DOCUMENT SECTION
-- Begin --
[tor-project] Ethics Guidelines; crawling .onion

Sat Jul 23 00:37:20 UTC 2016

> On 21 Jul 2016, at 18:10, Virgil Griffith <i at virgil.gr> wrote:
> 
> > I think you've misinterpreted the ethics guidelines here.
> > "crawling" means running a HSDir to discover .onion addresses that would otherwise be private.
> > It doesn't (necessarily) mean accessing web pages on .onion sites using an automated process.
> 
> If so, this is news to me, and I would be delighted to hear it.
> 
> Can we get a confirmation then that /robots.txt is a totally cool standard?

That's not what I said, Virgil.
There are a number of different opinions here.
No interpretation of the ethics guidelines changes that.
It feels like you're engaging in rules lawyering, trying to find a policy or statement that will let you do what you want to do.
Please engage with people's concerns instead.
-- End --
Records
-- Begin --
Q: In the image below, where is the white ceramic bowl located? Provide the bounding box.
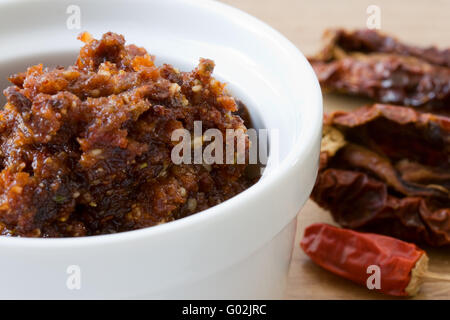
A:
[0,0,322,299]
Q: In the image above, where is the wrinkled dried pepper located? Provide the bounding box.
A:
[311,104,450,246]
[309,30,450,112]
[300,223,428,296]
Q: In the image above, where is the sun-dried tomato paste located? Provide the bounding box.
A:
[0,33,256,237]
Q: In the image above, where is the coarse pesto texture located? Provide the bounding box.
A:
[0,33,257,237]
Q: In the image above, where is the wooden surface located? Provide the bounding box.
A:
[223,0,450,299]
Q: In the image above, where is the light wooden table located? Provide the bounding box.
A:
[223,0,450,299]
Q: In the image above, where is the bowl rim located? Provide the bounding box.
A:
[0,0,323,249]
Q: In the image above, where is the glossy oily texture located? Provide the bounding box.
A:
[0,32,258,237]
[0,0,323,299]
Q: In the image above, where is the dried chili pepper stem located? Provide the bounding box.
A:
[300,223,450,296]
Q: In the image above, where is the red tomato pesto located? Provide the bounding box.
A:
[0,33,259,237]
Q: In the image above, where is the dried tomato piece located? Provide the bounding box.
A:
[309,30,450,110]
[319,29,450,67]
[311,104,450,246]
-- End --
TO BE DONE
A - From the mailing-list post on crawling .onion sites, list every sentence the author writes in reply, leaving out the quoted lines marked with ">".
B - Carry on the mailing-list post on crawling .onion sites, picking up right after its final sentence.
These items were drawn from a different source than the mailing-list post.

RESPONSES TO THE TASKS
A -
That's not what I said, Virgil.
There are a number of different opinions here.
No interpretation of the ethics guidelines changes that.
It feels like you're engaging in rules lawyering, trying to find a policy or statement that will let you do what you want to do.
Please engage with people's concerns instead.

B -
For the sake of clarifying what I meant, here is my analysis:

When I've seen people talk about "crawling .onion sites", the issue that has received the most focus is the harvesting of .onion addresses by running a malicious HSDir. We do things to prevent this behaviour, including blacklisting HSDirs. This behaviour is clearly unethical, there is a community consensus about it, and we invest resources in preventing it.

As for accessing .onion sites via an automated process or non-anonymous proxy (e.g. Tor2web), that's something we're still talking about. There are significant issues around client anonymity, server anonymity, and access to sensitive data. We might decide we want to actively prevent it. We might decide we don't want to put any effort into supporting it in future.

There's also the issue of searching these sites. Perhaps some kinds of search are ok, but others are too powerful (like regular expressions, which many search sites avoid). Again, this is something we're discussing.

And there's a final issue here: your previous and current behaviour. You've attempted to monetise Tor2web client information by selling it to investigative agencies, including providing public samples. You've tried to push the discussion (towards supporting you?) by acting in ways that could potentially harm users. You've repeatedly released potentially sensitive client logs (some had minimal redactions). People have asked you to stop. But you still keep on releasing logs and lists of scraped data in your emails.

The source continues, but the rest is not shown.